■ Information provided:

----

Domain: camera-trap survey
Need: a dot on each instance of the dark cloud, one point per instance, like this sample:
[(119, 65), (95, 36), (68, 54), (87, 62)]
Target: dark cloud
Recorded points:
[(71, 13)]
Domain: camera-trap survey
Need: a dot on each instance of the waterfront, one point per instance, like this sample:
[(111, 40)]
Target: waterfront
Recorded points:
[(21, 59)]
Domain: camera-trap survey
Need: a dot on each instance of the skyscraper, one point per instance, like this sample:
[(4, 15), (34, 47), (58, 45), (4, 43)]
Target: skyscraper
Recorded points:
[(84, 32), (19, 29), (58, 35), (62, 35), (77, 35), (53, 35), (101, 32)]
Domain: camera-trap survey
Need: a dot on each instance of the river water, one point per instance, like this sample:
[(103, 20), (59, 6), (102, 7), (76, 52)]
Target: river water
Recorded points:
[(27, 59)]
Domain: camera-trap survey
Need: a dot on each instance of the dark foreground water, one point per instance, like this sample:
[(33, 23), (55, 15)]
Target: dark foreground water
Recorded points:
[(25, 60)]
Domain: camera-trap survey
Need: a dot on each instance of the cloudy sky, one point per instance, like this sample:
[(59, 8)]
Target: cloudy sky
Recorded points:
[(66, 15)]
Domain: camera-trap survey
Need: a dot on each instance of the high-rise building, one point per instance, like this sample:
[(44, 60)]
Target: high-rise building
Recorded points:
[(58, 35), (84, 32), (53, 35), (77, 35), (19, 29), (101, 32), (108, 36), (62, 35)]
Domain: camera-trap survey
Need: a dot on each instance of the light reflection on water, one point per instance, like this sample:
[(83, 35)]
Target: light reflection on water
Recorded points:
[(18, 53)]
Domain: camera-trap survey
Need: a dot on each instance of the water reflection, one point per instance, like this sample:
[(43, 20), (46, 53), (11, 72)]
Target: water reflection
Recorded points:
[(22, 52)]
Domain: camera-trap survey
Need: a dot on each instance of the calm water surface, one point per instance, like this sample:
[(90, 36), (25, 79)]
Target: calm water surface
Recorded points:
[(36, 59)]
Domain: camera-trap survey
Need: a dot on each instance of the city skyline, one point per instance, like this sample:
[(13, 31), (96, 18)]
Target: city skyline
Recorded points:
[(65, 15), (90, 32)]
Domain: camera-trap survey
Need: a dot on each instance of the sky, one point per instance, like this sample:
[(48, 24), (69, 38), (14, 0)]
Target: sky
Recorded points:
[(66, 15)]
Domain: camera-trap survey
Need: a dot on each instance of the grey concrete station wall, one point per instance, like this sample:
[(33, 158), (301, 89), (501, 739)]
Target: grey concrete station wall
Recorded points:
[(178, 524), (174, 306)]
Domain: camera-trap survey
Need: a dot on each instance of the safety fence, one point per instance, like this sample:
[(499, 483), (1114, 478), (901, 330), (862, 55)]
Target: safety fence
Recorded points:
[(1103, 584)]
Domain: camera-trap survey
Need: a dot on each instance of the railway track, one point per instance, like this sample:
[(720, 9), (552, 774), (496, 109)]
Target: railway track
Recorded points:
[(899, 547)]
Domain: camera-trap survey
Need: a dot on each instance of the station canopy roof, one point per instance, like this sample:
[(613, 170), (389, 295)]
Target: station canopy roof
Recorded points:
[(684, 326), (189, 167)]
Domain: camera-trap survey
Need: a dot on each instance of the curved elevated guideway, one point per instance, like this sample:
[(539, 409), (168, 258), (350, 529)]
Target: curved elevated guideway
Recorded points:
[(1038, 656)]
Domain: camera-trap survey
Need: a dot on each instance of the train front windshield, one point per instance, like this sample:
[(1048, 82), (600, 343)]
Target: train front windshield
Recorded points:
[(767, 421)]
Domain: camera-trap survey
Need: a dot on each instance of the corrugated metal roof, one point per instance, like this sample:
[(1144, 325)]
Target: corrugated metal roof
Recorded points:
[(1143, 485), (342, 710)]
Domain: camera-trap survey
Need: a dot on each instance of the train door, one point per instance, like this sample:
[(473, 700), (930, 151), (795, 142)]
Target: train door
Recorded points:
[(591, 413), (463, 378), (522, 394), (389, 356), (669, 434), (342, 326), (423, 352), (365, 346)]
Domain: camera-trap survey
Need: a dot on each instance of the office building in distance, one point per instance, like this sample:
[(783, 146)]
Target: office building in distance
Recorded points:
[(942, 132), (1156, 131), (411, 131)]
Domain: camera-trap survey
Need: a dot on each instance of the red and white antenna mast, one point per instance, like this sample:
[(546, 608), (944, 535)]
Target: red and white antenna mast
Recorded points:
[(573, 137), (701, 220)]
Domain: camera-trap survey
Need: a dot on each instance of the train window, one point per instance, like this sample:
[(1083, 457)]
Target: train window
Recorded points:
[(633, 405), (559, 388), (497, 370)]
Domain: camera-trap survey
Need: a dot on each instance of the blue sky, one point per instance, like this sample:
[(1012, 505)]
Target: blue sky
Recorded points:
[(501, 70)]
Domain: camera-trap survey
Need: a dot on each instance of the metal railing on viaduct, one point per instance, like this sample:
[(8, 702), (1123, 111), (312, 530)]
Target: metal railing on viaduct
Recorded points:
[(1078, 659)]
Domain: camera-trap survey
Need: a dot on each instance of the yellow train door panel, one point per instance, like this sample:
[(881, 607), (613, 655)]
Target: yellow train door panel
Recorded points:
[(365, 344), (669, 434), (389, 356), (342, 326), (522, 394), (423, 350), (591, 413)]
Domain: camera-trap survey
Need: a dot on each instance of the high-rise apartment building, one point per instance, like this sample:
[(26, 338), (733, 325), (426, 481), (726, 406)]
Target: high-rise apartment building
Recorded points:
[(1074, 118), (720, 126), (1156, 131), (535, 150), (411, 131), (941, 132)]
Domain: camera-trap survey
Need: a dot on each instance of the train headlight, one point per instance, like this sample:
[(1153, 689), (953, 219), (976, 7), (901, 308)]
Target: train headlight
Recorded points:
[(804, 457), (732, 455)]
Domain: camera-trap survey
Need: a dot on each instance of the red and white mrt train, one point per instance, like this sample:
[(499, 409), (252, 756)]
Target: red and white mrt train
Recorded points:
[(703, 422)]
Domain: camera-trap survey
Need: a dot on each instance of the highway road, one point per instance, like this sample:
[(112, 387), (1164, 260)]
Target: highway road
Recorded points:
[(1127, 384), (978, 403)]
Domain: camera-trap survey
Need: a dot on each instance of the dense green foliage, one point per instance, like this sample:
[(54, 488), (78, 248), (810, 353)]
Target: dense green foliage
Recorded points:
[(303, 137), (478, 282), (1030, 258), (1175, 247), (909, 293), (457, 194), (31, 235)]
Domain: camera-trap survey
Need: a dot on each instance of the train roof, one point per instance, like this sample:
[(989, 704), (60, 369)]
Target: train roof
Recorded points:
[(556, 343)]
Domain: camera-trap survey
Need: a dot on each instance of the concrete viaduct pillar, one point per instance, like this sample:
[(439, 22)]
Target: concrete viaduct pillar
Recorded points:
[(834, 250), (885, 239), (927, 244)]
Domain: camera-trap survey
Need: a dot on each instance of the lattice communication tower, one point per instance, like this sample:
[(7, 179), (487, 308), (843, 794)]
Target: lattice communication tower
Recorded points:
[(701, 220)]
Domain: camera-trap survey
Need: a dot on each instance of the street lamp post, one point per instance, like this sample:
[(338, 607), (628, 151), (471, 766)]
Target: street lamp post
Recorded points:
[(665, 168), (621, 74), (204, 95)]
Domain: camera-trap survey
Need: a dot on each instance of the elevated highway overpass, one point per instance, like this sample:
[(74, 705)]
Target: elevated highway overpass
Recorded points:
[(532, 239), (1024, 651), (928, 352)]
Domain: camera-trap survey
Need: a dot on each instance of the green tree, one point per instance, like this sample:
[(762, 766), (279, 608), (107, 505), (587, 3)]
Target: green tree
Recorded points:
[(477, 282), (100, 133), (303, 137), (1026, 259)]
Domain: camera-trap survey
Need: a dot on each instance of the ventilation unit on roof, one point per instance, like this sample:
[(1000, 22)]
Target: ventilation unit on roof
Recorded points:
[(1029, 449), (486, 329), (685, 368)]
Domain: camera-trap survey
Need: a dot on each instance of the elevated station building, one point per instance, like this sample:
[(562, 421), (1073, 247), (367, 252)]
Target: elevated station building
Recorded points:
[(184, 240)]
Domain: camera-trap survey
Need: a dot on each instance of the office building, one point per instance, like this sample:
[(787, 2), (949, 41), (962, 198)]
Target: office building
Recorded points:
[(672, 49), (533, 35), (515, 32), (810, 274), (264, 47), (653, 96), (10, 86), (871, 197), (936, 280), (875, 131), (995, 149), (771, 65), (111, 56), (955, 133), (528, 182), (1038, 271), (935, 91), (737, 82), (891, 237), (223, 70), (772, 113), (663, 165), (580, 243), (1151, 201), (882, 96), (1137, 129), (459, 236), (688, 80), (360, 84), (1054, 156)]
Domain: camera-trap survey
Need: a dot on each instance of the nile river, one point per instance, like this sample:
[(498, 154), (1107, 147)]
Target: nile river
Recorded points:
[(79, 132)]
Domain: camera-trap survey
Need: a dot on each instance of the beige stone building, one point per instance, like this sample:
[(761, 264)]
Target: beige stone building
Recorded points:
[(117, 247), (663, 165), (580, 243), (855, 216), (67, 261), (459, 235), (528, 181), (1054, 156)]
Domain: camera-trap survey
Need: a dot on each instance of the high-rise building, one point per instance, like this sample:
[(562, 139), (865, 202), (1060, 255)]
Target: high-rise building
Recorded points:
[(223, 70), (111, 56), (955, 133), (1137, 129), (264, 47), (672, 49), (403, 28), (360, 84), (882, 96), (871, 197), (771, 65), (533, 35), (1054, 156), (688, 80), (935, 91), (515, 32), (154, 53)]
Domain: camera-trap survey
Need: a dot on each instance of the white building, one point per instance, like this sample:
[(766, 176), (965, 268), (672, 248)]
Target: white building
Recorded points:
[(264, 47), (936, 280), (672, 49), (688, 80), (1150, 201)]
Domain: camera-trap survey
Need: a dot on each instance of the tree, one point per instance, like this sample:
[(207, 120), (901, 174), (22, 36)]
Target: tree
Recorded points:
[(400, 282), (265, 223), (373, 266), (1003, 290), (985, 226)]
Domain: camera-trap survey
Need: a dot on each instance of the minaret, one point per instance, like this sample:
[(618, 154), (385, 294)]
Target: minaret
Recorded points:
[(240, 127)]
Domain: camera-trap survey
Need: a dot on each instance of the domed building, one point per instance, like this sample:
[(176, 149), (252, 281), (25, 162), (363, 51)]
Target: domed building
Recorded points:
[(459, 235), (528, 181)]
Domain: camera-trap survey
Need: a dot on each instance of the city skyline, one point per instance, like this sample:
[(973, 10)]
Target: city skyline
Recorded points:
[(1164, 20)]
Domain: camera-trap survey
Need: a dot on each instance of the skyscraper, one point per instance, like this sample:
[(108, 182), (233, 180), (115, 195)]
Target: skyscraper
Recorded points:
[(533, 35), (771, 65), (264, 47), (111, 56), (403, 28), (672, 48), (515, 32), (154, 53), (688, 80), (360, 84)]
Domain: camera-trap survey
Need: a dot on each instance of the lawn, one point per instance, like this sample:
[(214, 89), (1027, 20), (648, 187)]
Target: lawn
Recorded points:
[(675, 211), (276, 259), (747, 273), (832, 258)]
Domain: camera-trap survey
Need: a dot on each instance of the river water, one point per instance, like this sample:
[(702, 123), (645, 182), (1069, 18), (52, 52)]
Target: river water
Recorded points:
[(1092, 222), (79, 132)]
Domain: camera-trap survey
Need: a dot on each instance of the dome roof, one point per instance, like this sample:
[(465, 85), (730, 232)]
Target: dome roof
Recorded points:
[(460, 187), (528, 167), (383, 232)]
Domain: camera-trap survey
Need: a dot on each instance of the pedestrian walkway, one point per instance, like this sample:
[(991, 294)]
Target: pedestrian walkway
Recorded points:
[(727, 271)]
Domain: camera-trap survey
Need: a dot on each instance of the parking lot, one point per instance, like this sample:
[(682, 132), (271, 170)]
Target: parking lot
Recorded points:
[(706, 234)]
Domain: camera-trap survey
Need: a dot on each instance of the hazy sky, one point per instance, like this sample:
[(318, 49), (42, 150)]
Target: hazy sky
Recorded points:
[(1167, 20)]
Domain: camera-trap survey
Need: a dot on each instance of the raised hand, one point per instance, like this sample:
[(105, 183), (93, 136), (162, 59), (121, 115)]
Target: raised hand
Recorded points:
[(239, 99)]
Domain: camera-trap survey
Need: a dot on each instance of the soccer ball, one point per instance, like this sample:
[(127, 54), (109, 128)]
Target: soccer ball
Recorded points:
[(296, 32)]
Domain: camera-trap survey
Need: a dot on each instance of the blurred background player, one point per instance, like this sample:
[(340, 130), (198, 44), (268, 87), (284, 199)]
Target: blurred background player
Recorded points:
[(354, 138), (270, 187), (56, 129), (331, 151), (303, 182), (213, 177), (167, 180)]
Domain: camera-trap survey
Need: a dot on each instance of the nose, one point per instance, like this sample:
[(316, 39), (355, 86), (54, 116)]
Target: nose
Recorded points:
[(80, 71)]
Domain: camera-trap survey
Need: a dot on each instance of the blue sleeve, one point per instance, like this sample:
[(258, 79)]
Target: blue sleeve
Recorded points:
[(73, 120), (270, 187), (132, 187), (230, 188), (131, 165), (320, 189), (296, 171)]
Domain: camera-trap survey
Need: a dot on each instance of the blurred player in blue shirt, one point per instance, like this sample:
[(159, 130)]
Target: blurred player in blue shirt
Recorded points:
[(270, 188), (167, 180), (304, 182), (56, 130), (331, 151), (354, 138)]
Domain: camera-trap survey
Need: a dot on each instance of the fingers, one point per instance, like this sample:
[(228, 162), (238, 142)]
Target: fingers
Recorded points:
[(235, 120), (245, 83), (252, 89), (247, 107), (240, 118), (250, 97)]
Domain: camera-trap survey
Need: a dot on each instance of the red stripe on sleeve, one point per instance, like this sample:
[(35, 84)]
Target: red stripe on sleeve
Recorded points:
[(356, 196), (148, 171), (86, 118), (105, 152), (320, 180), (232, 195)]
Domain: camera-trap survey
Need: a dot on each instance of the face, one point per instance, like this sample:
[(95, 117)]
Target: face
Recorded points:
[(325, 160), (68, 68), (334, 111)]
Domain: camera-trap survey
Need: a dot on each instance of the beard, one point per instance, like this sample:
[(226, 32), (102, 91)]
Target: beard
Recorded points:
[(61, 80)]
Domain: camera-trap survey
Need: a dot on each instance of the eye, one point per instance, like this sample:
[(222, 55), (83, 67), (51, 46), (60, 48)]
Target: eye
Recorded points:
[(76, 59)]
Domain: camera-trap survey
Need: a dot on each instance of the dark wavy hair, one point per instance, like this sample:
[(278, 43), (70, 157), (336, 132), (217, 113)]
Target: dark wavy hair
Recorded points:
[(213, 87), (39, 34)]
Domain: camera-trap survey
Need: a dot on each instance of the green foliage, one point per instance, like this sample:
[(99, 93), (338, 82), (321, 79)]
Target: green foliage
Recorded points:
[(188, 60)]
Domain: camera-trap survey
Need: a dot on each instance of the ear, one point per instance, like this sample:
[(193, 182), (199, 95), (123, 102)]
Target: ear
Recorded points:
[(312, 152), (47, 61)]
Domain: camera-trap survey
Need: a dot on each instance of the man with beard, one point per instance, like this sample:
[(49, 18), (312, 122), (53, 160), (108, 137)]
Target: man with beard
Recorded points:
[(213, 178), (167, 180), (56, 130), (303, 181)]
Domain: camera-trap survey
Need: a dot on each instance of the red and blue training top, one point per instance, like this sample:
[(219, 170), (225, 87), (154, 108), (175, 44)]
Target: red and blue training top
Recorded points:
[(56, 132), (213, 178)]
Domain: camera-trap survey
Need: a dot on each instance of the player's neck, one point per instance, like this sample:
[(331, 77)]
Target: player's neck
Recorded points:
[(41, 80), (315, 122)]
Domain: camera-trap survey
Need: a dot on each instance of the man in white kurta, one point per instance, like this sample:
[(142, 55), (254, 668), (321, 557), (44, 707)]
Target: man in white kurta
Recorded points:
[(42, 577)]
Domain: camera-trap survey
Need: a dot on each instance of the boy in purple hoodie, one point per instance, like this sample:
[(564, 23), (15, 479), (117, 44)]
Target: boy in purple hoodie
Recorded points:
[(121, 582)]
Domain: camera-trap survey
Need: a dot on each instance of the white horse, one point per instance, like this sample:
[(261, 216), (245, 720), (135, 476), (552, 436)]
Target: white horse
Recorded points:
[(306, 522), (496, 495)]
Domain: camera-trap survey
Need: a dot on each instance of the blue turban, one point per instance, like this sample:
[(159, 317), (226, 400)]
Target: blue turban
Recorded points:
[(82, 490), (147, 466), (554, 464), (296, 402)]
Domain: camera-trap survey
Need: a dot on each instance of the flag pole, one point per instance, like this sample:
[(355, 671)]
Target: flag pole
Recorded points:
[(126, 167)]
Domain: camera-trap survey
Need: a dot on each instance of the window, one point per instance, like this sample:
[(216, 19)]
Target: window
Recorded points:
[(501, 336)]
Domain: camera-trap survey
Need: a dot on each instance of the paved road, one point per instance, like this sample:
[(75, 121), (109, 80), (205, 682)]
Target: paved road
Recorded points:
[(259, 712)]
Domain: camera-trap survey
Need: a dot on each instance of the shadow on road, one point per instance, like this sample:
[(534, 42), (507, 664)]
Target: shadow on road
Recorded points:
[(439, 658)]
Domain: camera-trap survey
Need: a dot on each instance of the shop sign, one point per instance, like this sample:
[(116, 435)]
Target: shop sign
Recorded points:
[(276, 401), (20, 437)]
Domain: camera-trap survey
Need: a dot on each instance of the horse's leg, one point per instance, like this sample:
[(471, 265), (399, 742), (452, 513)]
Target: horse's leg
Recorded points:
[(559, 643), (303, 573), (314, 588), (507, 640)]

----

■ Written instruction: Gather each line in the records above that contains the word "antenna" and copy those lines in full.

■ Result for this exercise:
Need: a dot on each instance of the red and white antenna mast, one point per instance, like this sample:
Target: red and white antenna mast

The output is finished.